Meinen Artikel „Occupy Democracy“[1] beendete ich mit der Befürchtung, der Staat werde gegen Proteste immer wieder machtvoll vorgehen. Das Auftreten der das staatliche Gewaltmonopol repräsentierenden Polizei bei den diesjährigen Protesten gegen das europäische Krisenregime konnte folglich kaum verwundern. Aber das Ausmaß, in dem Grund- und Menschenrechte am 1. Juni 2013 in Frankfurt bei den Blockupy-Protesten verletzt wurden, muss bei aller nüchternen Analyse der Machtverhältnisse dann doch erstaunen. Eine Großdemonstration ist kurz nach ihrem Start polizeilich verhindert worden. Die inhaltlichen Auseinandersetzungen, die die Öffentlichkeit erreichenden Kundgebungen, die beabsichtigten gemeinsamen Planungen eines europäischen Protests konnten nicht stattfinden. Ein Demonstrationszug durch die Frankfurter Innenstadt war unmöglich. Über neun Stunden waren ca. 1.000 Demonstrierende unmittelbar von der Polizei eingekesselt, die anderen Teilnehmenden waren sozusagen psychisch mit festgesetzt. Wie hätten sie einen Teil ihres gemeinsamen Zuges einfach alleine der Polizeigewalt überlassen können? Der von einem breiten Bündnis getragenen Demonstration war das Grundrecht auf Versammlungsfreiheit entzogen.
Frankfurter Kessel
Im Jahr 2012 hatte die Stadt Frankfurt zunächst alle Demonstrationen im Zeitraum vom 16. bis 19. Mai 2012 verboten, also die Demonstrationen, die aus dem Kontext des Blockupy-Bündnisses angemeldet wurden, wie auch alle anderen Demonstrationen, die an diesen Tagen in der Stadt angemeldet worden waren. Das Verwaltungsgericht hatte der Klage von Blockupy insofern nachgegeben, als es das Verbot der Großdemonstration am Samstag aufhob. Diese Demonstration verlief friedlich, wie allseits berichtet wurde. Das Bündnis von Blockupy meldete auch dieses Jahr wieder Versammlungen in der Stadt Frankfurt an. Immerhin konnte der Streit um ein Camp, von öffentlicher Aufmerksamkeit und Protest begleitet, diesmal so geführt werden, dass ein Camp auf dem Rebstockgelände möglich wurde. Auch die Großdemonstration wurde vom Ordnungsamt der Stadt nicht gänzlich verboten, sondern „nur“ mit Auflagen bedacht. Neben weiteren zu beklagenden Auflagen, wollte die Stadt den Demonstrationszug nur weit außerhalb der City, am Main entlang ziehen lassen. Sie argumentierte, jede Nähe zur EZB gefährde die öffentliche Sicherheit, zumindest dann, wenn der Demozug in „Wurfweite“ an dem Gebäude vorbeiziehe. Die Klage des Anmelders hatte insoweit Erfolg, wie auch das Gericht befand, dass die Gefahr nicht konkret belegt sei. Das Gericht entschied, der Demozug könne seinen gewünschten Weg gehen.
------------
## Die Aufgabe
Mit welcher Begründung wollte die Stadt Frankfurt laut dem Text über die Blockupy-Proteste den Demonstrationszug nur weit außerhalb der City am Main entlangziehen lassen? Die Einträge haben mit dem Text über die Blockupy-Proteste nichts zu tun.

Annotierte Daten zur Lokalisierung in Fotos
------------
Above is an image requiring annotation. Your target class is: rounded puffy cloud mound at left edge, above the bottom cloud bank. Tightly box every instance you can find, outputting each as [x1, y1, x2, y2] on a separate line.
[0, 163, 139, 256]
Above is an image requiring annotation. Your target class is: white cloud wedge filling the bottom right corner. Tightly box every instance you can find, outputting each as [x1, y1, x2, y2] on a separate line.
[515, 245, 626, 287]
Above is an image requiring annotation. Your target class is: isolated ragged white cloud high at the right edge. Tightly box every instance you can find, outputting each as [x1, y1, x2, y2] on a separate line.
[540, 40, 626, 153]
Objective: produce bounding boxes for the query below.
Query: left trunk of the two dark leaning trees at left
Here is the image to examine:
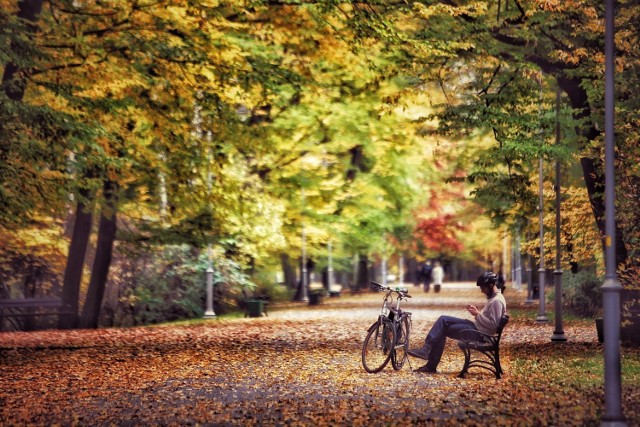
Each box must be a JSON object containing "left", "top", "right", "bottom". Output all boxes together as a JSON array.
[{"left": 58, "top": 196, "right": 93, "bottom": 329}]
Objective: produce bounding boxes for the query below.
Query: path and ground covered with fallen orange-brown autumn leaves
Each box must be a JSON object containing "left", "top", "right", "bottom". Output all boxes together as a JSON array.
[{"left": 0, "top": 286, "right": 640, "bottom": 426}]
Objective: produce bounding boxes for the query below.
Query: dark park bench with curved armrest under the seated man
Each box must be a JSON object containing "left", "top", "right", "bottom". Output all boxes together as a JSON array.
[{"left": 458, "top": 314, "right": 509, "bottom": 379}]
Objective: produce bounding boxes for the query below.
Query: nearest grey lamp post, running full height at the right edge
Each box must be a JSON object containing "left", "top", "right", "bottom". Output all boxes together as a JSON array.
[{"left": 601, "top": 0, "right": 627, "bottom": 427}]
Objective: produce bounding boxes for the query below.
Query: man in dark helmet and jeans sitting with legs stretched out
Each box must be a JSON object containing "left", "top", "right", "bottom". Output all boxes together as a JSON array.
[{"left": 407, "top": 271, "right": 507, "bottom": 372}]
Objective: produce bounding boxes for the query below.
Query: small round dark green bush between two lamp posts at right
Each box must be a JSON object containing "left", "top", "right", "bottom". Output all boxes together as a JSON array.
[{"left": 563, "top": 271, "right": 604, "bottom": 317}]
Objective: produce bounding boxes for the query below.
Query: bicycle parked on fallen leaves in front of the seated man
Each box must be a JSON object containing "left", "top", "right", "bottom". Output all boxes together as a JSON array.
[{"left": 362, "top": 281, "right": 411, "bottom": 374}]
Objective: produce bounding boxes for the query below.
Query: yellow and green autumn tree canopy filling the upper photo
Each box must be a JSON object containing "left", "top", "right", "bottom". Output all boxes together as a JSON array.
[{"left": 0, "top": 0, "right": 640, "bottom": 326}]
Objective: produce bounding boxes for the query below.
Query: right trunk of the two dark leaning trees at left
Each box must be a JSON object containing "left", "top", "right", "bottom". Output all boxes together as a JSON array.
[{"left": 80, "top": 180, "right": 117, "bottom": 328}]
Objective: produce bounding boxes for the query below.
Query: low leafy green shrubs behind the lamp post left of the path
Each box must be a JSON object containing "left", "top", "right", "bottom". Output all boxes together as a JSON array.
[{"left": 103, "top": 245, "right": 255, "bottom": 326}]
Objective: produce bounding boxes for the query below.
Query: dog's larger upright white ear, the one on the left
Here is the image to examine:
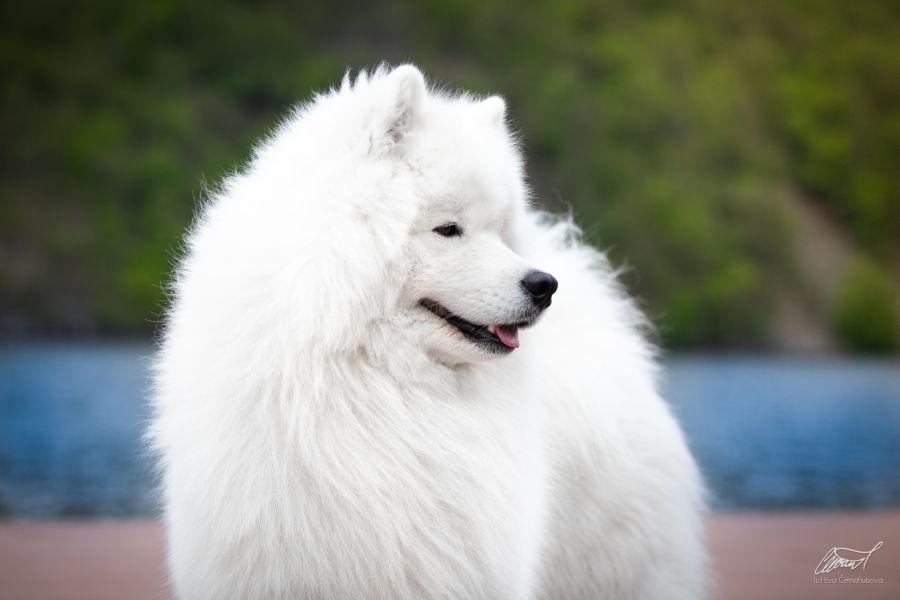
------------
## Antwortfeld
Die Stadt argumentierte, jede Nähe zur EZB gefährde die öffentliche Sicherheit, zumindest wenn der Demozug in „Wurfweite“ an dem Gebäude vorbeiziehe. Deshalb sollte der Zug nur weit außerhalb der City verlaufen.